_Request_:
Reproduce word for word the part of the Lagos power outage report that opens with the words containing "A jumper cut is" and closes with "resolve the issue.".

_Page excerpt_:
*-*-*

Electricity supply was restored to residents of some parts of Lagos on Wednesday morning following a blackout spurred by a jumper cut that occurred in the Powerline area of Mosan-Okunola Local Council Development Area (LCDA) late on Monday.

The Ikeja Electricity Distribution Company (IKEDC) had announced a power outage in parts of its franchise, affecting the Ogba, Ikeja, and Alausa axis of Lagos on Tuesday.

In a message to customers, the DisCo said the power outage was due to a jumper cut at the Transmission Company of Nigeria’s (TCN) injection substation (ISS).

A jumper cut is an electrical fault that occurs when a jumper cable is damaged, disconnected, or intentionally severed.

The DisCo said the TCN’s technical team was already working to resolve the issue.

“Dear Customer, the current power outage is due to a 132kV jumper cut at the TCN Injection Substation (ISS),” the message read.

“The TCN technical team is already working to clear the fault to ensure supply is restored as soon as possible.”

Mr Kingsley Okotie, spokesperson of Ikeja DisCo, had also clarified that the power outage did not affect the entire franchise area of the company.

“It doesn’t totally affect the whole of our franchise. The message was sent to only customers in areas affected,” he said.

“We are still working to resolve the issues; that’s where we are at the moment.”

Our correspondent, who witnessed the development, reported that the jumper cut occurred around 11 pm on Monday, December 8, when a large spark occurred at the structure, leading to an immediate seizure of power supply. There was yet another minimal spark, but power was restored afterwards, likely from a back up source.

*-*-*

_Raw records_:
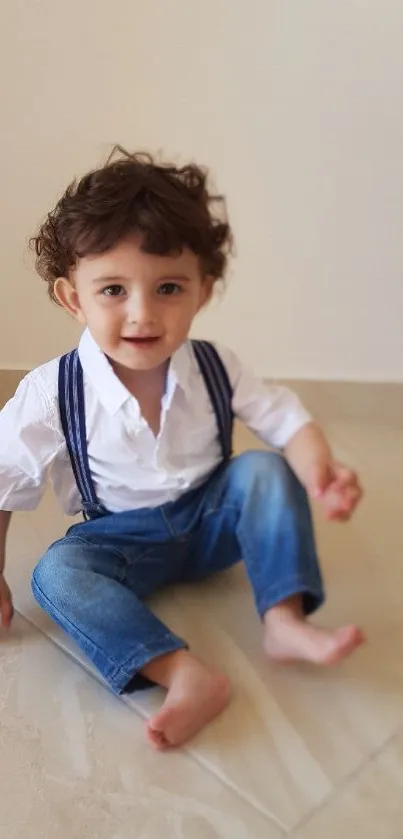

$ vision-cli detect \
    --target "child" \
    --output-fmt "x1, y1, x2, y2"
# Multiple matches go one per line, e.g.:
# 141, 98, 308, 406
0, 148, 363, 749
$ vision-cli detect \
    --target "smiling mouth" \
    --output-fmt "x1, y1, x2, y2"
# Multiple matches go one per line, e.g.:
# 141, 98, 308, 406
122, 335, 160, 347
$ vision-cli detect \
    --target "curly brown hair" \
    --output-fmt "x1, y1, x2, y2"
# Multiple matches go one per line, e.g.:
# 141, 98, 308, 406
30, 146, 232, 303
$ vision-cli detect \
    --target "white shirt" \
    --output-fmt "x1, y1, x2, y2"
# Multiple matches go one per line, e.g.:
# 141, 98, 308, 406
0, 330, 310, 515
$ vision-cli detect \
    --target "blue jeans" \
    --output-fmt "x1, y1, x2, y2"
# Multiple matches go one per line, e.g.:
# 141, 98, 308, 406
32, 452, 323, 693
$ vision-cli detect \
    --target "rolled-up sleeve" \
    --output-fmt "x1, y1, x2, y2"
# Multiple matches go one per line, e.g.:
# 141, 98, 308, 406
0, 374, 63, 510
216, 345, 312, 449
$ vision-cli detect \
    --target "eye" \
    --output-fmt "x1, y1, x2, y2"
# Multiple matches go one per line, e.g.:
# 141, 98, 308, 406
158, 282, 183, 297
101, 285, 125, 297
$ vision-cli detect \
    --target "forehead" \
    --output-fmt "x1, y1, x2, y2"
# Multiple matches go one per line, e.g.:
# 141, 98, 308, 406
74, 239, 200, 280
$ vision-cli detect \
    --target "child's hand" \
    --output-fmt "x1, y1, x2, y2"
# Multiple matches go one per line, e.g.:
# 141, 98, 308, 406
306, 461, 363, 521
0, 574, 14, 629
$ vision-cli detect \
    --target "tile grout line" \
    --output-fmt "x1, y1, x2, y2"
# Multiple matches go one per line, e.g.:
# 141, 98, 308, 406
15, 608, 288, 837
286, 722, 403, 839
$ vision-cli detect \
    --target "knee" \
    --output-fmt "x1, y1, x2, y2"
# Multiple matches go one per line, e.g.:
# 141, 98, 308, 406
234, 451, 299, 496
31, 542, 79, 601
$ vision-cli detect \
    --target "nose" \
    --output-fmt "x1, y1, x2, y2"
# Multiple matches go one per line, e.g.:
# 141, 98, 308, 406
127, 290, 156, 328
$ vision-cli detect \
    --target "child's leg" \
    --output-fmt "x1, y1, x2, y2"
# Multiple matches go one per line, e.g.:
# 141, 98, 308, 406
32, 536, 186, 693
178, 452, 363, 664
32, 532, 229, 748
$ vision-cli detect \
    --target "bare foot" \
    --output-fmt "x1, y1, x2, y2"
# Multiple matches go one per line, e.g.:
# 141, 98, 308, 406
147, 651, 230, 750
263, 603, 365, 666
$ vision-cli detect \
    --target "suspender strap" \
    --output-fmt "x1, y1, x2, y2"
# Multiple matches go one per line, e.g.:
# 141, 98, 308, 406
192, 341, 234, 460
59, 350, 99, 511
59, 341, 234, 518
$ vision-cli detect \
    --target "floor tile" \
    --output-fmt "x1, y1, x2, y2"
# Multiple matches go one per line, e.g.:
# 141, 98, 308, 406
0, 616, 282, 839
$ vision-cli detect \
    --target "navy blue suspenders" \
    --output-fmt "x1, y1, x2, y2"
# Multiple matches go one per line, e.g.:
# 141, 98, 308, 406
59, 341, 233, 519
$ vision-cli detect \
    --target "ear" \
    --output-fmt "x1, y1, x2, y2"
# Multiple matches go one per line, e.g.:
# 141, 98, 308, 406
198, 274, 216, 312
53, 277, 86, 323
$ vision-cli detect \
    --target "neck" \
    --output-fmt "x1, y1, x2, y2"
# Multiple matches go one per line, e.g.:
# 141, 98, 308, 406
111, 359, 169, 399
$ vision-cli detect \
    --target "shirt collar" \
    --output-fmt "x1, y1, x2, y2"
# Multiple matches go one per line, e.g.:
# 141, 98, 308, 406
78, 329, 192, 414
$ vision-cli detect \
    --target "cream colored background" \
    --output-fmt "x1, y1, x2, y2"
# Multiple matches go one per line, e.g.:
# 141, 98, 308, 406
0, 0, 403, 381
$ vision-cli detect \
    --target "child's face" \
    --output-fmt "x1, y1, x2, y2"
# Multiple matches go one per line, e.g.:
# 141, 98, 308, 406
55, 238, 218, 370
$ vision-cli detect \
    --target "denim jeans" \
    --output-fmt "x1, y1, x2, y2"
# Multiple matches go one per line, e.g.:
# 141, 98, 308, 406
32, 452, 323, 693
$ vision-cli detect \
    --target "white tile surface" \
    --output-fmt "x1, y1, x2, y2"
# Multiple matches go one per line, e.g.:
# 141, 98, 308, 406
0, 616, 282, 839
4, 424, 403, 839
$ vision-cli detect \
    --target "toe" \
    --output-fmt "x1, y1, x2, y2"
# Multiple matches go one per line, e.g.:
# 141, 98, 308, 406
146, 720, 170, 751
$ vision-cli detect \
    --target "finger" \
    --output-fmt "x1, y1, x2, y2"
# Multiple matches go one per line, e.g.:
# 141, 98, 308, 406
0, 600, 14, 629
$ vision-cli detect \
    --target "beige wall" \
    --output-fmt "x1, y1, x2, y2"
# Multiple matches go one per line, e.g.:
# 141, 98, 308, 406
0, 0, 403, 380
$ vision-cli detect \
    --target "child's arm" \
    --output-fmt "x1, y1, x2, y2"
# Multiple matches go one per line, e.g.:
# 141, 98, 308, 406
217, 347, 362, 521
284, 422, 362, 521
0, 510, 13, 627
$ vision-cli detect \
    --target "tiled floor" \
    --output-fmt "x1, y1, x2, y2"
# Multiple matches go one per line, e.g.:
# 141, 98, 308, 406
0, 392, 403, 839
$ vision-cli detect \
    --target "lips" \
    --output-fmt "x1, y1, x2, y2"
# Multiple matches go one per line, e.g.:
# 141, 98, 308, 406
123, 335, 160, 347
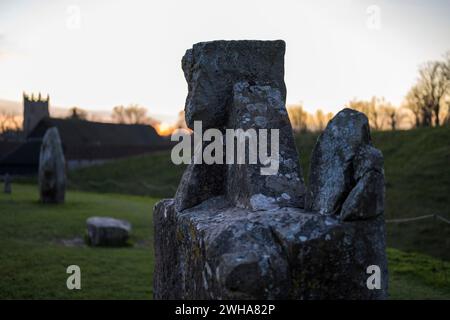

*-*-*

_Response_:
A jumper cut is an electrical fault that occurs when a jumper cable is damaged, disconnected, or intentionally severed.

The DisCo said the TCN’s technical team was already working to resolve the issue.